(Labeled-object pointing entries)
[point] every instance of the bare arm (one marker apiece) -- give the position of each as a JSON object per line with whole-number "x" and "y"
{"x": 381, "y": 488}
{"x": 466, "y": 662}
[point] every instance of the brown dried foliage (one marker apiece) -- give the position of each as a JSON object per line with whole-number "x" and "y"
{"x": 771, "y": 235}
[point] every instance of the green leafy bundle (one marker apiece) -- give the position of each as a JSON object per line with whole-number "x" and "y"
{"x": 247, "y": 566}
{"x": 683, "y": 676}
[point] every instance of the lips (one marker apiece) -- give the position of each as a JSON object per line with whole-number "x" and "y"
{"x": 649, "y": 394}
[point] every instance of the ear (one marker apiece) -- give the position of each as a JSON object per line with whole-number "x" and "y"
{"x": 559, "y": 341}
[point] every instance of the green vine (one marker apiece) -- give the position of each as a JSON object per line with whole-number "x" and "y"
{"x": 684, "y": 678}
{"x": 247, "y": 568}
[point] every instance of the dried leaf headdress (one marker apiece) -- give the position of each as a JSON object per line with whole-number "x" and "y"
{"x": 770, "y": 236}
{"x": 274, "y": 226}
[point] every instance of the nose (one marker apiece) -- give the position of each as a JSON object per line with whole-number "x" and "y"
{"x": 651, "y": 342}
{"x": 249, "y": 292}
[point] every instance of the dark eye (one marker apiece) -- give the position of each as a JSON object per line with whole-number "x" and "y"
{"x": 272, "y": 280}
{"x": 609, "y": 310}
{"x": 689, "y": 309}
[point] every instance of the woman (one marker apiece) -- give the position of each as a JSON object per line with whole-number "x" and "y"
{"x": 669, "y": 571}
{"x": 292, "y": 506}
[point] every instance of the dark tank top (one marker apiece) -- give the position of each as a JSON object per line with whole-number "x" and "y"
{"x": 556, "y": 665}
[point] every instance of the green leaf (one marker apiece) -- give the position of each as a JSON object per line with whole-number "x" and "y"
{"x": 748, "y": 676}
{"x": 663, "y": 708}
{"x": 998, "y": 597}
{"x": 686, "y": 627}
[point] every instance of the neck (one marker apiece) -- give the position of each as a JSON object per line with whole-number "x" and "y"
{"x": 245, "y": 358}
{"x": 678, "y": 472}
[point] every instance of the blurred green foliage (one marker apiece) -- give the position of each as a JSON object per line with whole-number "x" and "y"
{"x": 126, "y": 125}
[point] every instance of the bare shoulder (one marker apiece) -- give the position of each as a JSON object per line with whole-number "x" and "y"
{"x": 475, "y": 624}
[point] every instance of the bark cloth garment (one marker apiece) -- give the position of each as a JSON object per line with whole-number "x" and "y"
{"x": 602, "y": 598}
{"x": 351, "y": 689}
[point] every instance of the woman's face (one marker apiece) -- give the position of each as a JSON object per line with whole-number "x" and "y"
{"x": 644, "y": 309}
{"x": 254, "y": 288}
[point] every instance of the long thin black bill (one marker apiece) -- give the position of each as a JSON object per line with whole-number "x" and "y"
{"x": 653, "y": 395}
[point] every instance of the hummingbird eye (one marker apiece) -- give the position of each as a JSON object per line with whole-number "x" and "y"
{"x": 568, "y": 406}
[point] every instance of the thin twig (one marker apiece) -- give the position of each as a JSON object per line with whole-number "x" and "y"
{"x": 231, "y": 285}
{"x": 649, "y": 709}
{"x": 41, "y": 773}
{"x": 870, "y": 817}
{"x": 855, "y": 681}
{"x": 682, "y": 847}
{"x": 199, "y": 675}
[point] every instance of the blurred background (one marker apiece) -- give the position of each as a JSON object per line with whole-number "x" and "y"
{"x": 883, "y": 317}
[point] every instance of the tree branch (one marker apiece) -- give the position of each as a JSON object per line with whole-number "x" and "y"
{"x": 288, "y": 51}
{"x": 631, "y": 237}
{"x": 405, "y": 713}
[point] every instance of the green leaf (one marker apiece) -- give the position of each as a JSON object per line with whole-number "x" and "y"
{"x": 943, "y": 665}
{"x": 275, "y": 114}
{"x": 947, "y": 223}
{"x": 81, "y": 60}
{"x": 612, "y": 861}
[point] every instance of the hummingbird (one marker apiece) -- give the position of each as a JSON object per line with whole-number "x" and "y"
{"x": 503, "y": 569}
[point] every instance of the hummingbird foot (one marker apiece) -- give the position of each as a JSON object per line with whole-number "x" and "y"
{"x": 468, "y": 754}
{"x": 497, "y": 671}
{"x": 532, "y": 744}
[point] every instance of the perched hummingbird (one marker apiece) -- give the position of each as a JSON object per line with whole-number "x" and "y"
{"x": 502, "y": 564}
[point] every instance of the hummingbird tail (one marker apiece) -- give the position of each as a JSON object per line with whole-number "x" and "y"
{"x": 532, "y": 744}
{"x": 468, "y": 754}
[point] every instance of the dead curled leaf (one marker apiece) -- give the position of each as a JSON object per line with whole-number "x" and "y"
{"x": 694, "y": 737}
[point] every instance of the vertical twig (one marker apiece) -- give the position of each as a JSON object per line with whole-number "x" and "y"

• _Required work_
Every line from the one holding "[point] every instance of the hummingbird eye" through the final line of the listing must be echoed exactly; leave out all other lines.

• _Expected answer_
[point] every instance of the hummingbird eye (one marker apiece) -- give the position of each as a JSON object per line with whole-number "x" and "y"
{"x": 568, "y": 406}
[point] every instance of the thin twig (one marker apiece) -- give the position of each as a JSON object per line with whole-number "x" and "y"
{"x": 231, "y": 285}
{"x": 649, "y": 709}
{"x": 41, "y": 773}
{"x": 870, "y": 817}
{"x": 855, "y": 681}
{"x": 682, "y": 847}
{"x": 199, "y": 675}
[point] every instance of the blurred background (one marker apiece) -- give the position of each as a JSON object per line with whole-number "x" and "y"
{"x": 883, "y": 317}
[point] every instance of the tree branch (one marker apiece) -- give the position of each as a JSON object per line with whole-number "x" and "y"
{"x": 288, "y": 51}
{"x": 631, "y": 237}
{"x": 405, "y": 713}
[point] every instance of the green leaf (one marker apiece) -- give the position of each as a JSON object per line with whole-number "x" and "y"
{"x": 943, "y": 665}
{"x": 275, "y": 114}
{"x": 947, "y": 223}
{"x": 81, "y": 60}
{"x": 612, "y": 861}
[point] every instance of the hummingbird (one marker apiece) -- give the position of each as a JSON object per line with whole-number "x" and "y"
{"x": 503, "y": 569}
[point] every instance of the hummingbird foot (one marker apiece) -- give the position of each as a JSON object per line with whole-number "x" and "y"
{"x": 468, "y": 754}
{"x": 497, "y": 671}
{"x": 532, "y": 744}
[point] every instance of the perched hummingbird (one marker apiece) -- give the position of each as a JSON object per line with whole-number "x" and "y"
{"x": 502, "y": 564}
[point] every instance of the hummingbird tail (one marker apiece) -- give the position of each as a JSON object per line with whole-number "x" and "y"
{"x": 532, "y": 744}
{"x": 468, "y": 754}
[point] every instance of the dead curled leaf (one marker apiece) -- give the position of each as a JSON object per line with whole-number "x" and "y"
{"x": 694, "y": 737}
[point] every instance of the vertical twig (one marker apiece) -- give the position of each as a JSON object per line with whole-number "x" and "y"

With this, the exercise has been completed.